What this task involves:
Reproduce verbatim only the lines from the one containing "of the shadow" through the last line below, both included.

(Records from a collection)

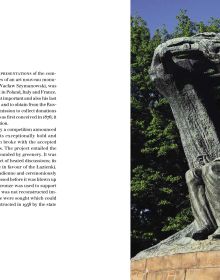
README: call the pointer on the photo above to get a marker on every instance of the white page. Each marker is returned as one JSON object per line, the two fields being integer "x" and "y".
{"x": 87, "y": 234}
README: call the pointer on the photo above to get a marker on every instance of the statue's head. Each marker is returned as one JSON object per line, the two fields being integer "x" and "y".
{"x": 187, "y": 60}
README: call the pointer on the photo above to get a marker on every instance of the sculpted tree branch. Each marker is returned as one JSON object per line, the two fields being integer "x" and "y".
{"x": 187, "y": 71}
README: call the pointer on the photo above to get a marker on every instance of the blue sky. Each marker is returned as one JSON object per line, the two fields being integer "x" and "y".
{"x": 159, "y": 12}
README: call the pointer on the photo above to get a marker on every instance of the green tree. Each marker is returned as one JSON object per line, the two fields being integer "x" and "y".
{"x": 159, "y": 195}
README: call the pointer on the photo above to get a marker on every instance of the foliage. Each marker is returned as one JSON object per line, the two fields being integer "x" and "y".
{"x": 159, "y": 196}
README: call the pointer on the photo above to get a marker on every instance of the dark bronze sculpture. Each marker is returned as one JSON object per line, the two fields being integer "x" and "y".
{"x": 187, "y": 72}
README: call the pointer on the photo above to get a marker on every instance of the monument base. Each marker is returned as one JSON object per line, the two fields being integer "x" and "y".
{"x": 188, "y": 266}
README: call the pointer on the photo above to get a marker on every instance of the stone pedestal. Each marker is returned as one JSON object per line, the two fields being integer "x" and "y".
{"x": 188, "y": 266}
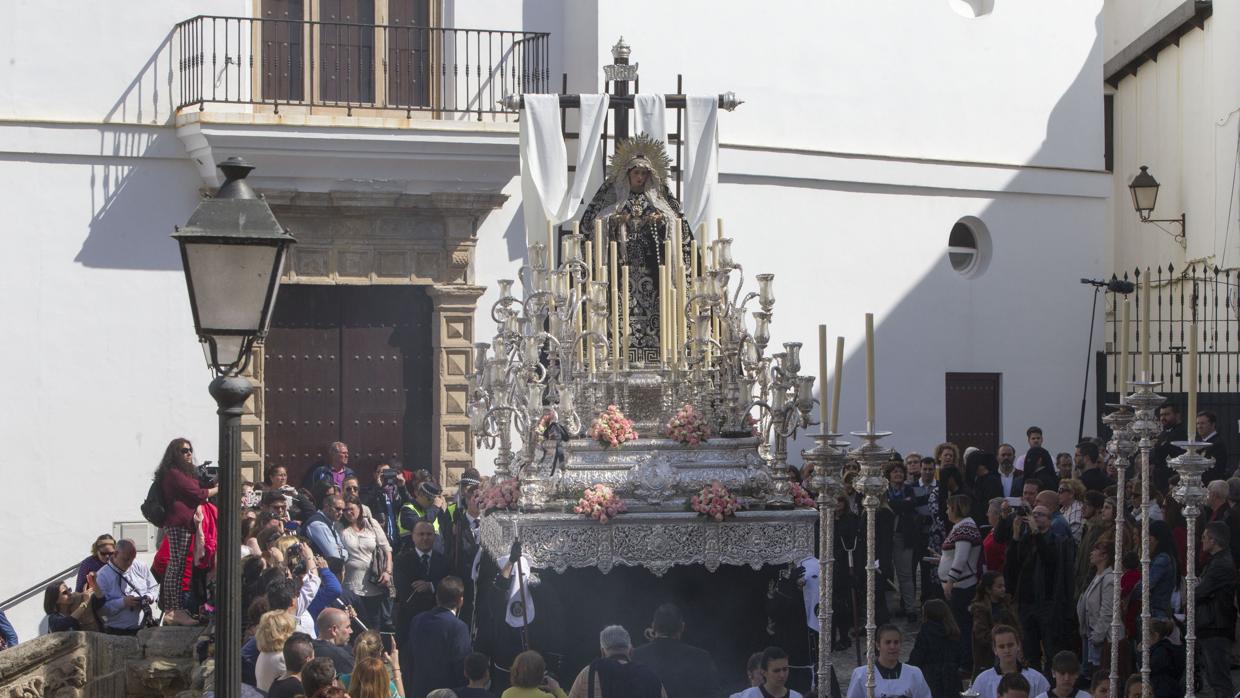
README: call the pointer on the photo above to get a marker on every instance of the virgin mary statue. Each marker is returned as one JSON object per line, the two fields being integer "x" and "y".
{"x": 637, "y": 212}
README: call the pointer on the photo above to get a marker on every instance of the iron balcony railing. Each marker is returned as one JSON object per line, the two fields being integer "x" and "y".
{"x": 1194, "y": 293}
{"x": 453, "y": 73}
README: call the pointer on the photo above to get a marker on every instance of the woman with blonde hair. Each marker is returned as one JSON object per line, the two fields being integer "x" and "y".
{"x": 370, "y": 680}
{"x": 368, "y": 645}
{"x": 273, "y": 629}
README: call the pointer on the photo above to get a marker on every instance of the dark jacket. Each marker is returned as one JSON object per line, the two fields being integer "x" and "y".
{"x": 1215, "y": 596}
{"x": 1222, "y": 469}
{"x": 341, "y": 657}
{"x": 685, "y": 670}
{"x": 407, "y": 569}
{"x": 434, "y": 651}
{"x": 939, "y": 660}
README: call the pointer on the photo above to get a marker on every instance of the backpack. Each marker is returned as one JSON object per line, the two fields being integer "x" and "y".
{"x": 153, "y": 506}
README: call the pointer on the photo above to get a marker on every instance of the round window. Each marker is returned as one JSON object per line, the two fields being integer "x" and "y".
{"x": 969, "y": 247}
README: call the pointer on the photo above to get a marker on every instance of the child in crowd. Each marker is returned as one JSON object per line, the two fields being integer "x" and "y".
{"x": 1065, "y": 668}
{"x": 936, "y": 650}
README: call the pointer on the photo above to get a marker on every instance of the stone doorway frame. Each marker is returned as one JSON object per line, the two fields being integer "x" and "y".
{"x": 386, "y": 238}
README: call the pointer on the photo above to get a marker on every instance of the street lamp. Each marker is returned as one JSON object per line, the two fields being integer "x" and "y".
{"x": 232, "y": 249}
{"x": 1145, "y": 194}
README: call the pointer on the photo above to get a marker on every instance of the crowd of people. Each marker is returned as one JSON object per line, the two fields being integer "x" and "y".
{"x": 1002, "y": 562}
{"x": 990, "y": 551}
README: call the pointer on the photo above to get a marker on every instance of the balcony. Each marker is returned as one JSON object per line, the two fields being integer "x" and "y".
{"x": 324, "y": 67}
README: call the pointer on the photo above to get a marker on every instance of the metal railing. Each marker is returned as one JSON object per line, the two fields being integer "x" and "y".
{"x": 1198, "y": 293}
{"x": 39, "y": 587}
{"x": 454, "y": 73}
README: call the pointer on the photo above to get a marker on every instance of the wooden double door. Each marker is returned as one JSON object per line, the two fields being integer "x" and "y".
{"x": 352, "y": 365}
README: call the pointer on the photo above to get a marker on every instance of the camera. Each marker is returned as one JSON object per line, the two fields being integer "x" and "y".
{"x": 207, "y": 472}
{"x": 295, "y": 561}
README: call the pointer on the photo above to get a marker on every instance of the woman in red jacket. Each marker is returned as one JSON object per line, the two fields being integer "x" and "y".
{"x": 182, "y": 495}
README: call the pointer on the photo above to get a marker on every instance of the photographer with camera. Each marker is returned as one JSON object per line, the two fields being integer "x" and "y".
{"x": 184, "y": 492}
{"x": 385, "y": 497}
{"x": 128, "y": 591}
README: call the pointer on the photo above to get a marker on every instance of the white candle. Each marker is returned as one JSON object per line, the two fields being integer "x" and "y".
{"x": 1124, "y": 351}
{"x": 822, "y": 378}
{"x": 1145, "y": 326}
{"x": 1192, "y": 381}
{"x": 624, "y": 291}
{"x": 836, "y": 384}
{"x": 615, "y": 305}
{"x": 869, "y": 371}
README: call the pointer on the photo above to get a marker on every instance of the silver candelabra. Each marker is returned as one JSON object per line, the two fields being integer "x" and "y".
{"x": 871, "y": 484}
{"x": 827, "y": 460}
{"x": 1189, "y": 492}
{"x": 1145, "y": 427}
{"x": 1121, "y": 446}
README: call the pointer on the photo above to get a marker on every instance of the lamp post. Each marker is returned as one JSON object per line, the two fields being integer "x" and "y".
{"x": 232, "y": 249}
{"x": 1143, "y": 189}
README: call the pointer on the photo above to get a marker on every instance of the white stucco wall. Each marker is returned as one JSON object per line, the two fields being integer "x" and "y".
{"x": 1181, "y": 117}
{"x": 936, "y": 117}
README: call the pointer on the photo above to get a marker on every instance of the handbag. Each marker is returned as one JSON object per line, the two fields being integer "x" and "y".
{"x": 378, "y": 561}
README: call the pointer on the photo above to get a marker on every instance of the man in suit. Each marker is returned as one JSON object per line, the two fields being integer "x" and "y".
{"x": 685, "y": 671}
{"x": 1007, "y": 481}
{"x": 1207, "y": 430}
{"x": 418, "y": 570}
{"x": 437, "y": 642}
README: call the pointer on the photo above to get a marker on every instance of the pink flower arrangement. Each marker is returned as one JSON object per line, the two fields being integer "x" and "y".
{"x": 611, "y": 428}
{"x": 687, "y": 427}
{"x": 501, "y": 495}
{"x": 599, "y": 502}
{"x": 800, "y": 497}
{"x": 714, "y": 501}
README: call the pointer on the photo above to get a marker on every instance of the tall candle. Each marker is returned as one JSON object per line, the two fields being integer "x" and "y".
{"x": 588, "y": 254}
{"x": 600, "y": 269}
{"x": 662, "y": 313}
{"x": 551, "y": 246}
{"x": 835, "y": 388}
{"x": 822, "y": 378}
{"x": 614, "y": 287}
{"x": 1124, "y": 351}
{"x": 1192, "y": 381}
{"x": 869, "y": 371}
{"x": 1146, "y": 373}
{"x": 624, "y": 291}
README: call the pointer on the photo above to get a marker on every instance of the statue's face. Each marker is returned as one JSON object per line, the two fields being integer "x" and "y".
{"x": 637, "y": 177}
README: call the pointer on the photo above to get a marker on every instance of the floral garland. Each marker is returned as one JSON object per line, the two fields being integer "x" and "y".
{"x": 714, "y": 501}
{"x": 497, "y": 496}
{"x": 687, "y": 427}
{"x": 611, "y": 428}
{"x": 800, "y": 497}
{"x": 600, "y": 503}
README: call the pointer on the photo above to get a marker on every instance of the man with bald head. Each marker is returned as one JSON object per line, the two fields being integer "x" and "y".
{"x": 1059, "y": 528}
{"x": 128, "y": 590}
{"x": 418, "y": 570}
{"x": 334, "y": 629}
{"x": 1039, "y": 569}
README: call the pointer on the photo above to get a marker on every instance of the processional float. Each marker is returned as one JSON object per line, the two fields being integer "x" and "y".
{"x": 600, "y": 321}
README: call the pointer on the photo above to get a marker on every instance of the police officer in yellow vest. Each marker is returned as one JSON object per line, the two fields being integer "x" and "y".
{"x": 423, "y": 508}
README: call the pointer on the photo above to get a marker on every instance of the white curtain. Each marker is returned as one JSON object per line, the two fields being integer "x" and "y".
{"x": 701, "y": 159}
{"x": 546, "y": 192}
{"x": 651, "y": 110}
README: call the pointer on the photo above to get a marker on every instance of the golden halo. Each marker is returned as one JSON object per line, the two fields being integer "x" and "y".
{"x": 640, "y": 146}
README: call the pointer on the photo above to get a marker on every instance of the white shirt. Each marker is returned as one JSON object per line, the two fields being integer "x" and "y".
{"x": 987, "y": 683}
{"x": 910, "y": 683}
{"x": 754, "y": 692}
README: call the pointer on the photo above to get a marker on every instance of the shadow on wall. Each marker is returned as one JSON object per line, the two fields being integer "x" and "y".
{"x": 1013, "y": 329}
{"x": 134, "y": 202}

Your response:
README: call the pointer on the photo above to get a marker on every instance of the shadow on wall. Each marker is returned as one JSON object per line, the two fields being integer "x" and "y".
{"x": 1013, "y": 329}
{"x": 134, "y": 202}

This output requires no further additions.